■ ЗАДАНИЕ A:
Какие два английских поэта XX века, по словам текста, решились создать собственный поэтический миф?
■ ЗАДАНИЕ B:
Перепишите отрывок текста от «Белая богиня и» до «опять на небо.», заменив «цыганке смуглой» на «крестьянке смуглой».

■ ТЕКСТ:
Белая богиня и черный кентавр
Влюбленные, безумцы и поэты
Сотворены из собственных фантазий:
Безумец видит демонов повсюду;
Влюбленный в ослеплении своем
Красу Елены зрит в цыганке смуглой;
Поэта взор, блуждая, переходит
С небес на землю и опять на небо.
У. Шекспир, «Сон в летнюю ночь», V, 1 .
sub I /sub
Из всех английских поэтов XX века лишь двое решились создать собственный поэтический миф — Уильям Йейтс и Роберт Грейвз. Между прочим, оба они были ирландцами, и кельтский элемент играет первостепенную роль в их творчестве. Он обнаруживает себя в причудливости фантазии, в языческой страстности, граничащей с одержимостью: «Безумная Ирландия втравила тебя в поэзию», — сказал Оден о Йейтсе. Наверное, только безудержные ирландцы могли сотворить такое — возвысить свой личный поэтический принцип до масштаба универсального мифа.
Мифопоэтическая система Йейтса в основном изложена в его прозаических книгах «Per Amica Silentia Lunae» (1917) и «Видение» (1925), система Грейвза — в книге «Белая Богиня» (1946).

■ Сохраненные записи данных:
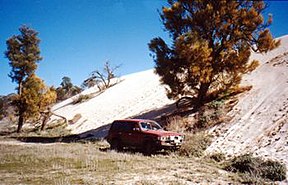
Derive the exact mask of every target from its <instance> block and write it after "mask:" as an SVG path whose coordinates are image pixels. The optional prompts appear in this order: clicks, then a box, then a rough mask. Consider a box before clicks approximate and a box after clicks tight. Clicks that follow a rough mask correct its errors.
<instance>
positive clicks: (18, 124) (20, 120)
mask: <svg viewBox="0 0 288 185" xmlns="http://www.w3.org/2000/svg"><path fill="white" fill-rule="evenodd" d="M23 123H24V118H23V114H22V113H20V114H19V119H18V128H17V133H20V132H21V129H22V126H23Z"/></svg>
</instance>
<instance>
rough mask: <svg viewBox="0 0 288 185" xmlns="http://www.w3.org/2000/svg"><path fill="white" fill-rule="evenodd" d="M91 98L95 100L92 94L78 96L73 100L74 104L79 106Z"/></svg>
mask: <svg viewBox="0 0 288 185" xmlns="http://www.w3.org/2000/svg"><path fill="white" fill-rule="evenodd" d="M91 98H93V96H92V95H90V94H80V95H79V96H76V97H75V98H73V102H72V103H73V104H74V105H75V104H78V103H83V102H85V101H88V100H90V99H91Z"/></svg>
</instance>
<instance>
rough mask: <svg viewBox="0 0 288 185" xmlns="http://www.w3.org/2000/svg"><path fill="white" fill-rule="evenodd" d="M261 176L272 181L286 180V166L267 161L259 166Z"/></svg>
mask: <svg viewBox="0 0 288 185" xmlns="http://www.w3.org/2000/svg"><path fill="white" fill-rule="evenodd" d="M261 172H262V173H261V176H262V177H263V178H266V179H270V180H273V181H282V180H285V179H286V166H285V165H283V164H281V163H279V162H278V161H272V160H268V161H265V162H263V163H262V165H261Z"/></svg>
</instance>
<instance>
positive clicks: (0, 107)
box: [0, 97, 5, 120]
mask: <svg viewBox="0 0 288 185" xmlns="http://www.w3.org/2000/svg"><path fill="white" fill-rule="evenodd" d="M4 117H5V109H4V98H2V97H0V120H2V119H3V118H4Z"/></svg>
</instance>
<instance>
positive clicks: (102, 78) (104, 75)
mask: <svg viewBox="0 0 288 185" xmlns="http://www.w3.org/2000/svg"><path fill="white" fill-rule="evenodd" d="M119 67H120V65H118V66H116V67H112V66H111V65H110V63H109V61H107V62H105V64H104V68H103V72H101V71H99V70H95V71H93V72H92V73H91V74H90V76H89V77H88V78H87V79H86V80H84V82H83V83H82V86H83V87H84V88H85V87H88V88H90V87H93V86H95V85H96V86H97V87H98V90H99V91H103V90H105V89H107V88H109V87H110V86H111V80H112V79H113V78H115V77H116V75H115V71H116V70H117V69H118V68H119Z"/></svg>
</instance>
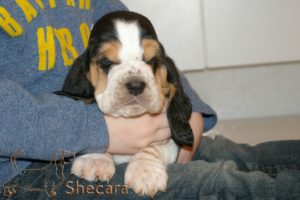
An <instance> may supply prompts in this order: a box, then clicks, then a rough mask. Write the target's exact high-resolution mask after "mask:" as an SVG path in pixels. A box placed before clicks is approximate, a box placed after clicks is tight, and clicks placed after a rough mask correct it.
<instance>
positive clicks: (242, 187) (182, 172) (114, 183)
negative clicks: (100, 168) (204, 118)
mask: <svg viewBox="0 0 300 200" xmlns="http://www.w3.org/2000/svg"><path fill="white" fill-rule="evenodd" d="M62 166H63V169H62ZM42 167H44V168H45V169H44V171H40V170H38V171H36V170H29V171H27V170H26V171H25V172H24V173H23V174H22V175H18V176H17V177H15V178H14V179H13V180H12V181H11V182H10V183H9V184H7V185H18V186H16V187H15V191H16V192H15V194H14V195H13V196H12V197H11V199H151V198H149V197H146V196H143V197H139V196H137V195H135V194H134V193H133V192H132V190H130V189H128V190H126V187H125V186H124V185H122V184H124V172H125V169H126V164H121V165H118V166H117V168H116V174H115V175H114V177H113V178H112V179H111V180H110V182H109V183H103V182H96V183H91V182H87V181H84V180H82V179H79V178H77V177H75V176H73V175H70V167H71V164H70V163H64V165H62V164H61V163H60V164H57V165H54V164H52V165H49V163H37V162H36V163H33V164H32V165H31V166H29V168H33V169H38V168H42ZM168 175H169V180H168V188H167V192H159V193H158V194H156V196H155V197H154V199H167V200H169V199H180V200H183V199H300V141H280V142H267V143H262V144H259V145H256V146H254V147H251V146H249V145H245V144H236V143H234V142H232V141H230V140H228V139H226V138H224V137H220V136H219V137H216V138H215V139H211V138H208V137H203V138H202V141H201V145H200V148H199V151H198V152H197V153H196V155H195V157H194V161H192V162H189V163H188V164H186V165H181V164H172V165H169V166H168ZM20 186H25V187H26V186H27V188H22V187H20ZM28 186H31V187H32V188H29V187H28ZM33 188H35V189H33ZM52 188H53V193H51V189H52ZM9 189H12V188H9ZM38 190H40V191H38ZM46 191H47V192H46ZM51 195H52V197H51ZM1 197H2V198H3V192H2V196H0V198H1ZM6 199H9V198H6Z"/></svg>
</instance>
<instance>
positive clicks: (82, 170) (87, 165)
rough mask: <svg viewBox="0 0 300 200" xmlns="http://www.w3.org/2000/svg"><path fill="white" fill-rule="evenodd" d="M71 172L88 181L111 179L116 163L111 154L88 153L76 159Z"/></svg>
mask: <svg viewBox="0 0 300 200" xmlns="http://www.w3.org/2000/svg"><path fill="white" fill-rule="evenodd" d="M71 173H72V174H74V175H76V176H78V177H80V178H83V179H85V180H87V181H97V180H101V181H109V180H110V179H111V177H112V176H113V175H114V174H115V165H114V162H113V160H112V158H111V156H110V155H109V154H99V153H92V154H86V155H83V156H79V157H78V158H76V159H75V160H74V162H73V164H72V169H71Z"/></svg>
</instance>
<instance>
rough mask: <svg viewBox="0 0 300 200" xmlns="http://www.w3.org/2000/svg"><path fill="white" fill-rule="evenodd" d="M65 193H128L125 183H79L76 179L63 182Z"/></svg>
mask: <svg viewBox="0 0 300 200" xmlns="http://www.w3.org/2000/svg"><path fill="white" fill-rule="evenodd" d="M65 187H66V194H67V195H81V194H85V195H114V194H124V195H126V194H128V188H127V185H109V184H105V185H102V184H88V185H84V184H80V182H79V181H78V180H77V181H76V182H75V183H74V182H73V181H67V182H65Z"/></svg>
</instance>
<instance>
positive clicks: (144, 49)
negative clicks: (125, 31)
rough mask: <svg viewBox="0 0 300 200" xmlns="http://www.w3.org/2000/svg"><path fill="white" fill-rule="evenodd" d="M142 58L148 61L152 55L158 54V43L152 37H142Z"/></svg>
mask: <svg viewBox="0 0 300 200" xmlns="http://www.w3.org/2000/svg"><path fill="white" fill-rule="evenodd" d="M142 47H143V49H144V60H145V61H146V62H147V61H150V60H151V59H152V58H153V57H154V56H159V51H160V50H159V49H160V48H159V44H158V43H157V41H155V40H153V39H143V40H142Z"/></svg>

■ ОТВЕТ A:
Уильям Йейтс и Роберт Грейвз.

■ ОТВЕТ B:
Белая богиня и черный кентавр
Влюбленные, безумцы и поэты
Сотворены из собственных фантазий:
Безумец видит демонов повсюду;
Влюбленный в ослеплении своем
Красу Елены зрит в крестьянке смуглой;
Поэта взор, блуждая, переходит
С небес на землю и опять на небо.